• _READING TEXT_
::::::::::
UN News Service (New York)
March 31, 2006
Posted to the web March 31, 2006
Without an urgent infusion of funding, millions of people throughout Sudan will face a significant rise in cases of malaria, meningitis, diarrhoeal diseases, acute respiratory infections and measles, the United Nations health agency has warned.
"A significant increase in disease incidence and in preventable deaths is expected unless the shortfall of $24 million in funds for health is provided immediately," the representative of the World Health Organization (WHO) Director-General for Health Action in Crises, Dr. Ala Din Alwan, said.
"WHO and partners need sustained financial support in order to continue to reduce suffering and save lives in Sudan," Dr. Alwan added, noting that the current lack of funding coupled with growing security concerns in areas such as Darfur will reduce access to safe water and healthcare services.
Communicable diseases are the leading cause of death in Sudan. Over the last six months, Africa's largest country has experienced major outbreaks of epidemic diseases such as acute watery diarrhoea and cholera, dengue, yellow fever, monkey pox and meningitis, placing additional strains on already stretched health care services.
Through timely detection and rapid response to these outbreaks, WHO and partners succeeded in minimizing suffering and saving lives. "A shortfall or a delay in funding could compromise achievements of 2004 and 2005 and the health of millions of people could be at increased risk" WHO country representative Guido Sabatinelli said.
::::::::::
• _YOUR ASSIGNMENT_
Extract the passage of the UN health funding report starting at "Through timely detection" and ending at "Guido Sabatinelli said.", copying it word for word.

• _DATA EXTRACT_
::::::::::
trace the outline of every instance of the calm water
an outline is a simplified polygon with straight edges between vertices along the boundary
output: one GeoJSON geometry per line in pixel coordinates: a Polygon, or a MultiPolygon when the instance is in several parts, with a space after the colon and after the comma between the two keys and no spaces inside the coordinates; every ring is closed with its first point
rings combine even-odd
::::::::::
• _RESPONSE TO THE EXERCISE_
Through timely detection and rapid response to these outbreaks, WHO and partners succeeded in minimizing suffering and saving lives. "A shortfall or a delay in funding could compromise achievements of 2004 and 2005 and the health of millions of people could be at increased risk" WHO country representative Guido Sabatinelli said.